- [What is being asked] Pick out each line in the data that contains the word "photo", and copy those lines in full.
+++ Dataset extract
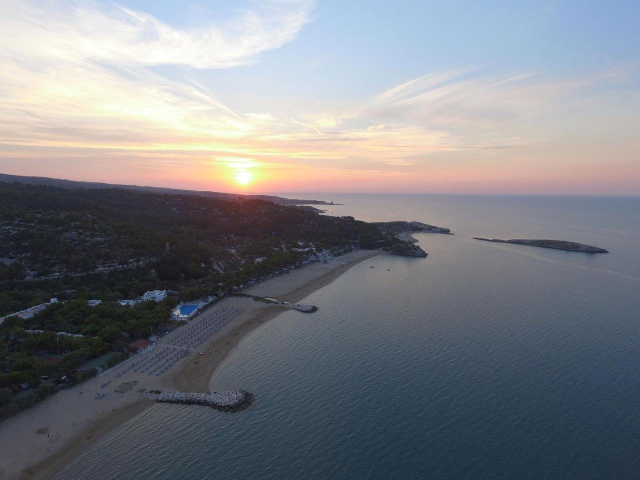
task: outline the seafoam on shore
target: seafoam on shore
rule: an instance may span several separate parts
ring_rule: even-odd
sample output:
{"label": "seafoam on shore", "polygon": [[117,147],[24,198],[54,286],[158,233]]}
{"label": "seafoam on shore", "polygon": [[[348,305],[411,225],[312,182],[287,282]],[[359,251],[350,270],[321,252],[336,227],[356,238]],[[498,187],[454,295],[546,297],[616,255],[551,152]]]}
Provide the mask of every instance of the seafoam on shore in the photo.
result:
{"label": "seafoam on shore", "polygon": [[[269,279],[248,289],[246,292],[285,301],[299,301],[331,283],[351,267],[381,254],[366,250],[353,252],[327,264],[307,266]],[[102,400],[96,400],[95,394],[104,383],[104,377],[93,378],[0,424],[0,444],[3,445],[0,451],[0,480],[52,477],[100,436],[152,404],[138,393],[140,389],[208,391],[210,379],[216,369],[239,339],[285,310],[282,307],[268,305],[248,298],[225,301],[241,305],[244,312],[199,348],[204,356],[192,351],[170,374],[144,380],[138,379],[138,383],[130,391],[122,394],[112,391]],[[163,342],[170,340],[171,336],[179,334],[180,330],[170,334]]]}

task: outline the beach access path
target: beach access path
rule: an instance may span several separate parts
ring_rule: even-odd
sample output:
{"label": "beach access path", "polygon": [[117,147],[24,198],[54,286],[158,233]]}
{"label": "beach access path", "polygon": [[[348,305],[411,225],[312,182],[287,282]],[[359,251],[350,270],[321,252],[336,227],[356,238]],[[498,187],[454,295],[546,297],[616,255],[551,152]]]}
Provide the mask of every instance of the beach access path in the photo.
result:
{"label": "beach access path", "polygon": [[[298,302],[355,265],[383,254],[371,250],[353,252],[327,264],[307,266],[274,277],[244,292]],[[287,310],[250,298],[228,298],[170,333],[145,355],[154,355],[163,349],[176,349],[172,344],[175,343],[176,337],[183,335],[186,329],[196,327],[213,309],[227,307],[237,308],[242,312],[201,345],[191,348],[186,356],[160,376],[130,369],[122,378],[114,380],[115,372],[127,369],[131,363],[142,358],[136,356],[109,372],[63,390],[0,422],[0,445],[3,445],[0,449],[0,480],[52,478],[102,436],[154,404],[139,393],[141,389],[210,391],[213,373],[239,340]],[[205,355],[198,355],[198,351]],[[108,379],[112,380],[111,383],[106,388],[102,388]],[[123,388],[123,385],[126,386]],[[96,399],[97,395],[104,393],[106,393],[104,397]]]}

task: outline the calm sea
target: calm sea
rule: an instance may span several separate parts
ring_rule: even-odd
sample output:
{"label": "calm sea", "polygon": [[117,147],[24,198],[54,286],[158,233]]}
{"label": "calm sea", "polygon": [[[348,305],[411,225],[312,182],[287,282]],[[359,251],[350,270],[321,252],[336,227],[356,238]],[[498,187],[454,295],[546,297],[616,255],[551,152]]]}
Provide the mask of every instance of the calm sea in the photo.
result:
++++++
- [Expected output]
Provide the mask of every instance of the seafoam on shore in the photo.
Provide the mask of every instance of the beach access path in the photo.
Provide the mask of every instance of the calm sea in the photo.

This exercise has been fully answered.